## Exercise requirements
Please restate the entries below word for word, leaving out any pictures.

Image point grounding data
════════════════
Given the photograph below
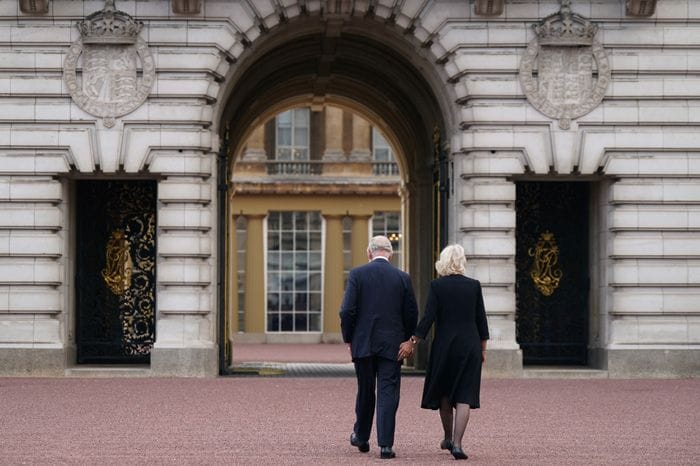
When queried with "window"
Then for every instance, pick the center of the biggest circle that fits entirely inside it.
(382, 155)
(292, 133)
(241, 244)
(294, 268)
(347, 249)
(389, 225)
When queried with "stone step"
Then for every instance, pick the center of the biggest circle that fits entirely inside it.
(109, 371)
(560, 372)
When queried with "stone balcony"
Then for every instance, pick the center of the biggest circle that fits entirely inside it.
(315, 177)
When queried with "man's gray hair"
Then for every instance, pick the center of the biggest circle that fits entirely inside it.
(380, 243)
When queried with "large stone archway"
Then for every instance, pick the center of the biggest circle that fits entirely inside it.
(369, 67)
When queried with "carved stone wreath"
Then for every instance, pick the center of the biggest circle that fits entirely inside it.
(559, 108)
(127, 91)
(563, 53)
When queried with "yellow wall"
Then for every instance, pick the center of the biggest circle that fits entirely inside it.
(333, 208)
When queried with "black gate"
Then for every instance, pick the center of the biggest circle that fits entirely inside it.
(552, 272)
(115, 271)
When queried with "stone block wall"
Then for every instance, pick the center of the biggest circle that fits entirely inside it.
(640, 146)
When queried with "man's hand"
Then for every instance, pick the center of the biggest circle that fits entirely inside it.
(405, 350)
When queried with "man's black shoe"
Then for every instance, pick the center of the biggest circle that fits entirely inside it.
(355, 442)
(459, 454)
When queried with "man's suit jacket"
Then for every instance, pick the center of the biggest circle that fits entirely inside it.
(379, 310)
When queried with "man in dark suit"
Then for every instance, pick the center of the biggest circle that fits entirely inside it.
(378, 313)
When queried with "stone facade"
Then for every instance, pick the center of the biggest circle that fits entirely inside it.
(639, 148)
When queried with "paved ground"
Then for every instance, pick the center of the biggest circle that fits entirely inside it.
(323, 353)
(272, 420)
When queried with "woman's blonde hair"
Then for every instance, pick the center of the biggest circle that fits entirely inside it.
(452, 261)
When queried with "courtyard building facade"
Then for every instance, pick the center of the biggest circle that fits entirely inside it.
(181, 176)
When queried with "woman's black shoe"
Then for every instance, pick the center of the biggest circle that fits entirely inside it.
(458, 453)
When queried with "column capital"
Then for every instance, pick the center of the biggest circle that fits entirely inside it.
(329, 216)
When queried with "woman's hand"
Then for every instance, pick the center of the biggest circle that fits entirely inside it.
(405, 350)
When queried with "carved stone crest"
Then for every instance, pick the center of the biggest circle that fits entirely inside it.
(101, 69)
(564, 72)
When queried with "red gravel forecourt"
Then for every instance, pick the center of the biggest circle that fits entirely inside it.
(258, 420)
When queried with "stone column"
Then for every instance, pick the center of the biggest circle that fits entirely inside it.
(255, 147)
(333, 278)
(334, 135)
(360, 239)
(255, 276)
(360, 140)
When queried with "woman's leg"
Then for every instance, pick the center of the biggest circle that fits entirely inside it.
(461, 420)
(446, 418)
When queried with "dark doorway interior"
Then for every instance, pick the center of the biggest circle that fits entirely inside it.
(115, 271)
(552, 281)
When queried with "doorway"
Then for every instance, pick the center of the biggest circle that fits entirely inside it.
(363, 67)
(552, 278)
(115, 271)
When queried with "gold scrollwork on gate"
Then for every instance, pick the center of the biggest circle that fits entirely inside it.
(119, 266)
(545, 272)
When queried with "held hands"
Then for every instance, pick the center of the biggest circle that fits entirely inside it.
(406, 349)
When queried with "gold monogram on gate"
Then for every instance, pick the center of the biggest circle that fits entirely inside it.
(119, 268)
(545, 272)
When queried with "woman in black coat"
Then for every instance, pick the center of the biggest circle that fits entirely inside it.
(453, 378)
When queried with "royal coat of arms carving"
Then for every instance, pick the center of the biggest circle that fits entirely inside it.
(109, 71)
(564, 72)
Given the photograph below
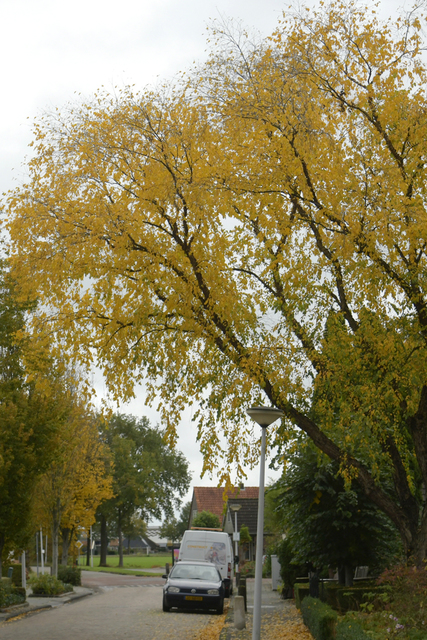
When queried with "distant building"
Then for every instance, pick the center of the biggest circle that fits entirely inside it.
════════════════
## Exercise solution
Given the photograph below
When queried with "window"
Then for every instance, pick the center of the biggest circle that fits entirely inside it.
(382, 155)
(292, 133)
(241, 244)
(294, 268)
(347, 249)
(389, 225)
When queried with "stone step"
Then for every instance, pick the center of the biggest circle that fits entirely inside it.
(109, 371)
(560, 372)
When queried with "stone balcony"
Then for every instance, pick the center of the biggest circle that fits entirely inside it.
(315, 177)
When queried with "man's gray hair"
Then for every instance, pick the center of the biggest circle that fits entirely inside it.
(380, 243)
When queried with "large stone archway"
Then for every instance, pick the center of the biggest circle that fits entirely inside it.
(369, 67)
When queried with "carved stone wreath"
Then for every instance, pick the center of the biggest circle that fits entirely inside it.
(559, 108)
(127, 91)
(563, 53)
When queried with "yellow wall"
Then for every instance, pick the center of the biggest circle that fits entirely inside it.
(333, 208)
When queried with "black gate"
Then for every instance, pick the center of the biggest circle that fits entirely inside it.
(552, 272)
(115, 271)
When queried with "stone block wall"
Then for every instance, pick the center of the biggest circle that fits entirely inside it.
(640, 146)
When queried with "man's hand"
Then for every instance, pick the center of the biggest circle that fits entirely inside it.
(405, 350)
When queried with "man's black shoe"
Then for every instance, pick the center of the biggest circle that fits entirely inside it.
(355, 442)
(459, 454)
When queried with "man's suit jacket"
Then for every instance, pick the center of the biggest circle that fits entirely inside it.
(379, 310)
When queried with "man in dark suit"
Then for every instance, pick the center of the biggest circle that fits entirely inside it.
(378, 313)
When queried with "stone facade"
Then for every instance, pick the center of the biggest circle that fits entirely inside it.
(639, 148)
When queried with "paved ground"
Then for every instance, pick the center of the biggest circle that fits entirely inside it.
(323, 353)
(272, 420)
When queried with "woman's blonde hair"
Then for every instance, pick the center of the biggest circle that fits entirely inside it.
(452, 261)
When queried with "courtyard building facade"
Then for every instance, pick the center of the biggest circle that fits entirely inside it.
(181, 176)
When queried with "woman's black shoe"
Then for every instance, pick the center of the biggest circle that fits entirely inside it.
(458, 453)
When queried with "column capital"
Then for every instance, pick the center of the biggest circle that fits entirely inside it.
(329, 216)
When queried with "woman's hand"
Then for every instance, pick the center of the biggest circle that fits entirely inside it.
(405, 350)
When queried with "carved stone crest"
Then for every instance, pick the center of the biggest circle that fits entirely inside it.
(101, 69)
(564, 72)
When queried with "red gravel forecourt"
Then for every instance, pick the center of the biggest circle that fits entirely inside it.
(258, 420)
When queried with "stone column"
Then for every instance, pick the center of the biggest circle that fits entirely inside it.
(255, 147)
(333, 278)
(334, 135)
(360, 239)
(255, 276)
(360, 140)
When queried with "woman's leg"
Then for every instance, pick the center of the biggest circle that fits entirely inside it.
(461, 420)
(446, 418)
When queried with "dark doorway interior"
Then for every instance, pick the center of the biggest circle that fits entirely inside it.
(115, 271)
(552, 281)
When queried with "doorway"
Then for every instance, pick the center of the biggest circle that fits entirely inside it.
(363, 67)
(552, 278)
(115, 271)
When queried with "gold scrollwork on gate"
Then for every instance, pick the center of the biggest circle that fits entirely inside it.
(119, 266)
(545, 272)
When queried with "held hands"
Then for every instance, pick the center of the biggest circle that fits entirely inside it.
(406, 349)
When queried with "gold monogram on gate"
Then for every instance, pick the center of the biggest circle that fits entirely inside it.
(119, 268)
(545, 272)
When queried with "woman in black coat"
Then for every instance, pick the center of the biggest circle that fits entirely inside it.
(453, 378)
When queried with "royal coat of arms carving"
Then for every instance, pick the center of the biggest circle that fits entirely inside it.
(109, 71)
(564, 72)
Given the photograph below
When queried with "distant building"
Then for every instance, pick the center of the biggest circle that fits entirely inside it.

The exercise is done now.